_Exercise directions_
Transcribe only the part of the listing below that begins at the line containing "TARGET = orange shredded cheese strand" and runs to its final line, keeping both ends.

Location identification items
════

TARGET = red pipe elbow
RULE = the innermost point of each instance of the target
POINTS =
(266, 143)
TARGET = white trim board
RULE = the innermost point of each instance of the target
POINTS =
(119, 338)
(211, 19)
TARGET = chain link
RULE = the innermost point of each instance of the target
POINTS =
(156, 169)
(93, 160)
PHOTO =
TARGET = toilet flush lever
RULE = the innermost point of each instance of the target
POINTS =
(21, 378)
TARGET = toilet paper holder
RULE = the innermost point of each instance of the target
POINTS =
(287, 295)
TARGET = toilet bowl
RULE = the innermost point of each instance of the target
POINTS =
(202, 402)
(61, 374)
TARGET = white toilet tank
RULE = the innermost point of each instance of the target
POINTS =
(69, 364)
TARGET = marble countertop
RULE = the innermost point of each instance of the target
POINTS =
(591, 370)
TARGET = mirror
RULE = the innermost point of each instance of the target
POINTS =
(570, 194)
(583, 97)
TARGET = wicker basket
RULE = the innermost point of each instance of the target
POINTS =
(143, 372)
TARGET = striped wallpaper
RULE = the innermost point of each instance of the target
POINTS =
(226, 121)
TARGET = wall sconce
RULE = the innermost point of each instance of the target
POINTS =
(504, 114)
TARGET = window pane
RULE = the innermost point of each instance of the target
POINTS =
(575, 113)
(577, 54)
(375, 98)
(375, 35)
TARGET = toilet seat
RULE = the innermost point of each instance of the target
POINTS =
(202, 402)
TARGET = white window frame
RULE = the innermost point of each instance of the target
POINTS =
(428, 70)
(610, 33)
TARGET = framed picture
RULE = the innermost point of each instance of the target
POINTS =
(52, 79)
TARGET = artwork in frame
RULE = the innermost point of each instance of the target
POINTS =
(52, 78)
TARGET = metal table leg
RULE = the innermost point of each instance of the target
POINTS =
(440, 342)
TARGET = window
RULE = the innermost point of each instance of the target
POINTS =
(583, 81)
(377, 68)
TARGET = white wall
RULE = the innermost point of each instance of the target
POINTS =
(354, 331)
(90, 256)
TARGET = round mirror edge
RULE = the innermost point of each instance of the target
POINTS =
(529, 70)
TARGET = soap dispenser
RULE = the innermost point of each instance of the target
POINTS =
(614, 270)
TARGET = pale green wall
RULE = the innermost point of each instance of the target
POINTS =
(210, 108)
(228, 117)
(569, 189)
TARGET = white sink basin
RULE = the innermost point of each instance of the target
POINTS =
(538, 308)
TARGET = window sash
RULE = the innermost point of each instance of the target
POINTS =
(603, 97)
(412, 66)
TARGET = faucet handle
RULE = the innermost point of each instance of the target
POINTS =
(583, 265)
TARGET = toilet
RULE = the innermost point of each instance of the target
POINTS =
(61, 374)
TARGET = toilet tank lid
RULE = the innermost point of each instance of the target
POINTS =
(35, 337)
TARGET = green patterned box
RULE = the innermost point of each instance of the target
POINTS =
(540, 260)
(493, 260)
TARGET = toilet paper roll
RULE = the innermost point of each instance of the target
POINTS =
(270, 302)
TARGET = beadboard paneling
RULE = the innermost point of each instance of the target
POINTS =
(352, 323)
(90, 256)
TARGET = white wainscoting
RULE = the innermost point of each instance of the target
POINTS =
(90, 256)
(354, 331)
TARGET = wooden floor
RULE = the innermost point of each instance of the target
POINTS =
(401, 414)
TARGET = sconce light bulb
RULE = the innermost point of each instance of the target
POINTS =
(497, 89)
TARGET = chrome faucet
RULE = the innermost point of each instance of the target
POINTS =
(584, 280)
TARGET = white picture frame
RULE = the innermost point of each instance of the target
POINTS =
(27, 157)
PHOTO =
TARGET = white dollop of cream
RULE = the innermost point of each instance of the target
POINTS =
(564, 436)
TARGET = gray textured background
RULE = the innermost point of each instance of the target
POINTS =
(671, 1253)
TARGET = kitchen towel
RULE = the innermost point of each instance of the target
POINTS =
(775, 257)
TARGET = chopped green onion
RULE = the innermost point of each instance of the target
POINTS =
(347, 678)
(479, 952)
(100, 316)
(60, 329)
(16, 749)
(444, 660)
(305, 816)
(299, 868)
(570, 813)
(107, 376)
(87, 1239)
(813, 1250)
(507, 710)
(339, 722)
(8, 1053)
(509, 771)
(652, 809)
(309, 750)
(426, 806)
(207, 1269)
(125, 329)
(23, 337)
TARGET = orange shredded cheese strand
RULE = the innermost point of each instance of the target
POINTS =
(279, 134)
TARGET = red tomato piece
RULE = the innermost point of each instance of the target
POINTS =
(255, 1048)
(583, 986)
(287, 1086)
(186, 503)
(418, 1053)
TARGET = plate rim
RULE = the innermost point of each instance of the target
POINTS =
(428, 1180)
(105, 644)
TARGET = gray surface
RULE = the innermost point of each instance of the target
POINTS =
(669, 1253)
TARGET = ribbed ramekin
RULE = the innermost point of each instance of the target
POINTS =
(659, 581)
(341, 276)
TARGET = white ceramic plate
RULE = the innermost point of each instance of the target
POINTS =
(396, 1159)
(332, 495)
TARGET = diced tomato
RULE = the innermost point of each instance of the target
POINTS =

════

_Exercise solution_
TARGET = orange shredded cheese strand
RULE = the innermost point of each instance of the target
POINTS =
(279, 134)
TARGET = red tomato piece
RULE = the innermost point of each instance of the target
POINTS =
(255, 1048)
(583, 986)
(287, 1086)
(186, 503)
(418, 1053)
TARGET = plate rim
RULE = the innermost point of each instance of the target
POINTS =
(428, 1180)
(105, 644)
TARGET = gray surface
RULE = the innermost point of each instance of the target
POINTS =
(669, 1253)
TARGET = ribbed ramekin
RULE = the innermost point of each instance of the target
POINTS =
(659, 581)
(341, 276)
TARGET = white ceramic plate
RULE = the innermost point of each instance of the target
POINTS =
(396, 1159)
(332, 495)
TARGET = diced tomato
RULE = the innermost point of each instance of the target
POINTS =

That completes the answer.